Entries –
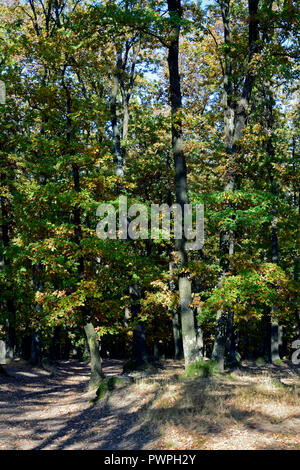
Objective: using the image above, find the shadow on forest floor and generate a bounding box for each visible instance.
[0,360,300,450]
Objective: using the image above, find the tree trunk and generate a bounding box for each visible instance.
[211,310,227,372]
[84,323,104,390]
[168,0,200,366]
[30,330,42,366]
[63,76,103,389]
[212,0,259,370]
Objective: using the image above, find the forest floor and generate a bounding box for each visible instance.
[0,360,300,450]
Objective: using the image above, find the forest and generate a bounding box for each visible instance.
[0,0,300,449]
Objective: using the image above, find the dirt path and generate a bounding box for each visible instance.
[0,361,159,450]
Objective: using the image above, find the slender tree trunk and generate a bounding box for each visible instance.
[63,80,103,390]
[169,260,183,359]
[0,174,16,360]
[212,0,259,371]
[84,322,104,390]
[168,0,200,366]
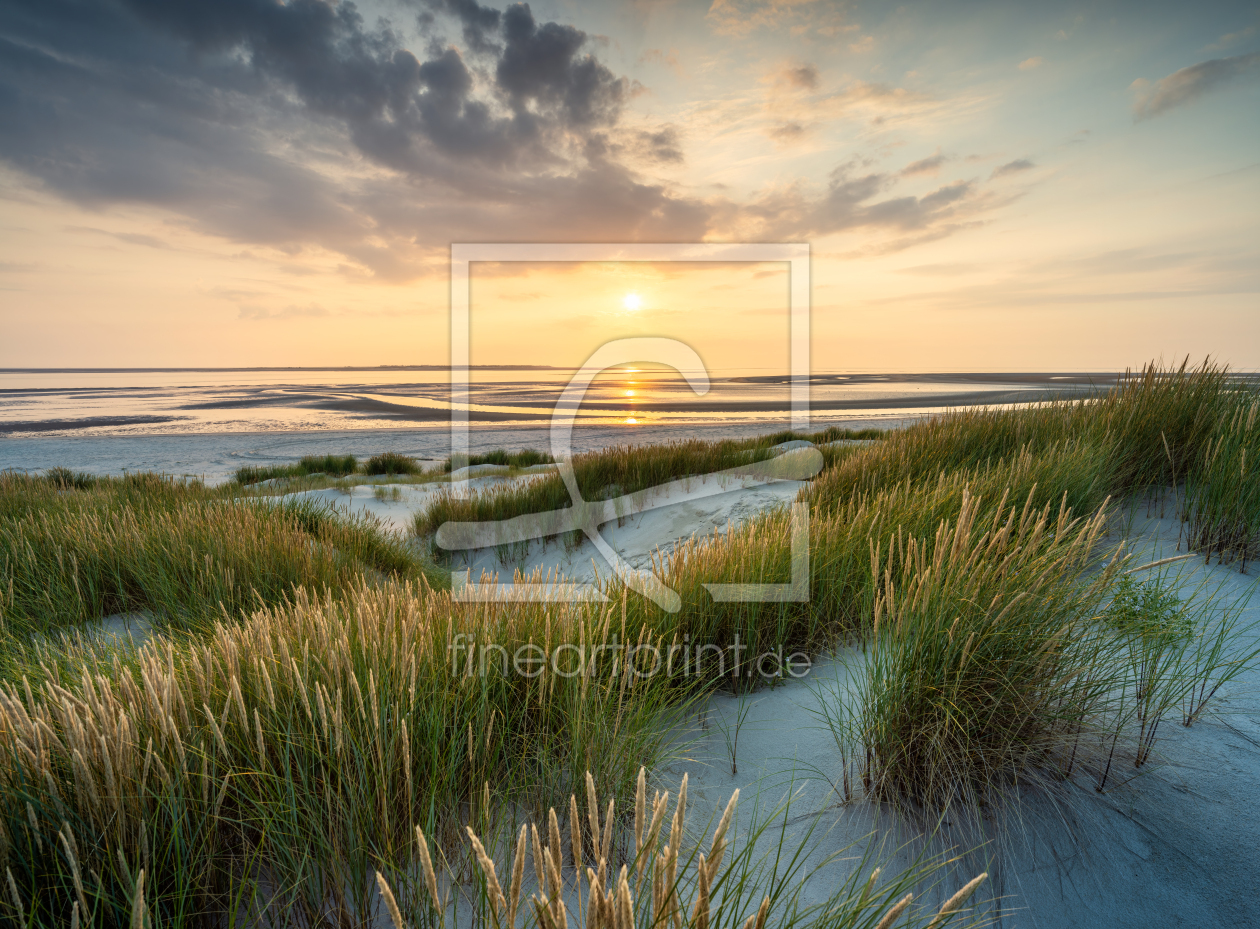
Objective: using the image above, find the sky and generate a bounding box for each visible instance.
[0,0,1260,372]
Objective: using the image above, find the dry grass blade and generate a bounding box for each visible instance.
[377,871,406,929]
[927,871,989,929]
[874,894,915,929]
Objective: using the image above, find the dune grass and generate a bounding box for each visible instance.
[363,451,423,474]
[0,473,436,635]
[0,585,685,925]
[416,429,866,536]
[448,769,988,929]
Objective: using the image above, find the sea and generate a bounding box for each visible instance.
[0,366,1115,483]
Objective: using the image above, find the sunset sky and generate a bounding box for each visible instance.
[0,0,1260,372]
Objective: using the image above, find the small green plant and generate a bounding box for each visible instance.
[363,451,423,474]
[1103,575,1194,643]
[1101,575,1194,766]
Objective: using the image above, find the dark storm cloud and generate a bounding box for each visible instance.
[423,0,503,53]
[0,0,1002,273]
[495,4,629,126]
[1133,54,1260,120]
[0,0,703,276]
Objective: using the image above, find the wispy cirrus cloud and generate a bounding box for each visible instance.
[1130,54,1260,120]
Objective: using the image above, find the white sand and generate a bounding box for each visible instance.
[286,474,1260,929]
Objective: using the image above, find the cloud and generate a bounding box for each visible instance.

Written request – Return every line from the start of the records up to and including the line containing "[212,0,259,370]", reproduced verbatim. Leave out the pictures.

Answer below –
Objective: using the image above, find the shadow on forest floor and generate a bounding box for each visible instance.
[0,360,300,450]
Objective: using the image above, find the tree trunk and generate a bounding box for each visible instance.
[211,310,227,372]
[84,323,104,390]
[168,0,200,366]
[30,330,42,366]
[63,76,103,389]
[212,0,259,370]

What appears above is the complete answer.